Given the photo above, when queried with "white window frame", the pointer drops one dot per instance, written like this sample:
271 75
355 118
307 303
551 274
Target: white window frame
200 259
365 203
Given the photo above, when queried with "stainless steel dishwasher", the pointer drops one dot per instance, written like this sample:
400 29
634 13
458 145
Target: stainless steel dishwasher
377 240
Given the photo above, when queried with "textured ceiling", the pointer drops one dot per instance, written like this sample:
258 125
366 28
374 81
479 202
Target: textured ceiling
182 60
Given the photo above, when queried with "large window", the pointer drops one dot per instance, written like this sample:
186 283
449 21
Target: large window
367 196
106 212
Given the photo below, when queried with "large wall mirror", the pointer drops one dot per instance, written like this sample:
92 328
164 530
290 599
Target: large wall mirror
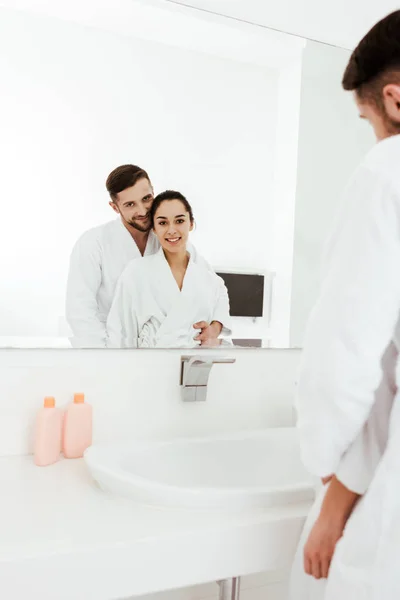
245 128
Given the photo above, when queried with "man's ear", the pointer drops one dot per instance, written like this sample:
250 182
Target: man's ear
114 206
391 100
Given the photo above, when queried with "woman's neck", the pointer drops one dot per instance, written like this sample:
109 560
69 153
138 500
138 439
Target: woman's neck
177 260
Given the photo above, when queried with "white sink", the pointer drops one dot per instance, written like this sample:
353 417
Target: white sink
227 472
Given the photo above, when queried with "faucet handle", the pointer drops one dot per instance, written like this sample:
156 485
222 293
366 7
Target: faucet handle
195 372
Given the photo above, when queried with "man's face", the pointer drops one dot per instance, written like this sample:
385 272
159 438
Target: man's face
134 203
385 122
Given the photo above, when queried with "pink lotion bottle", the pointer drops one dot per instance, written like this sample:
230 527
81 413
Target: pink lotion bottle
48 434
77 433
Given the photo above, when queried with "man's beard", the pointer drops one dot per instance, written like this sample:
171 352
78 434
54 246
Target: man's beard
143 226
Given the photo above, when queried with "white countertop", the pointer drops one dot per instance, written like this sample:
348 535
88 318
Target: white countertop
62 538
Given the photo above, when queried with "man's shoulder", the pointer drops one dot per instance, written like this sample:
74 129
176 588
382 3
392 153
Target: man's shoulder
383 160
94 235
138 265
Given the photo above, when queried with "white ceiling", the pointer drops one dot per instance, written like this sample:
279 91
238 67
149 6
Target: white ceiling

• • • • • • •

Written task:
The listing above must be printed again exactly, minus its pictures.

Completed task:
Given the photo above, when queried with "white window frame", the pointer drops one dot per instance, written like this sample:
271 75
355 118
307 303
551 274
Target: white window frame
200 259
365 203
Given the photo above, when queried with "stainless steel dishwasher", the pointer drops one dot per instance, written like this sample:
400 29
634 13
458 145
Target: stainless steel dishwasher
377 240
Given the photo above, when queried with "textured ceiling", the pointer drops one dot per instance, written like this sample:
258 125
366 28
374 81
479 202
Target: textured ceiling
182 60
Given the photo above, when queried with "large window", the pointer drops one dot per instance, written like this sample:
186 283
449 21
Target: large window
367 196
106 212
Given the photo below, when queried with "large wall mirror", the pointer drops one dot per instance, written like this sample:
92 328
164 530
290 599
Target: large wall mirror
245 128
Given the photo above, when queried with "man's ear", the pointer drops one dot per instance, written like this sample:
250 182
Target: man's ear
114 206
391 100
Given the photo above, when queried with "woman's neck", the pointer drops one dot per instance, written like this sample:
109 560
69 153
138 500
138 439
Target: woman's neck
177 260
Given the photo above, when queried with "white sink", the pointer drops one dot per instance, written like this sample:
353 417
Target: white sink
227 472
Given the photo above, when queried with "faucet handle", the pointer drops one dot per instance, written like this sample:
156 485
222 293
366 7
Target: faucet handle
195 372
Given the photo above, when queried with "man's face", the pointer drops one dot per instance, written like this sample:
385 272
159 438
Target: man's face
134 203
385 122
Given the photo above, when queried with "pink lotion bottle", the pointer drops one dot per instance, written like this sample:
230 527
81 413
Target: pink lotion bottle
48 434
77 433
Given the photo above, when queried with "man's beard", the pointer drops one dot per instance, written like this sample:
171 352
78 434
54 246
Target: man's beard
143 226
Given the photo above, when queried with "white countertop", the pointer drops one dot per instance, written like this sample:
348 535
88 318
Target: white countertop
62 538
Given the photo above, when queried with "man's shoulder", the pointer drops one dot per instance, written like this sample:
74 129
176 588
382 3
392 153
Target: man's shoulder
383 160
94 235
138 265
Given the photo above, when queried with "white ceiling", the pointer drops one dot per instance, written like this sample:
279 91
238 67
149 6
Target: white ceiling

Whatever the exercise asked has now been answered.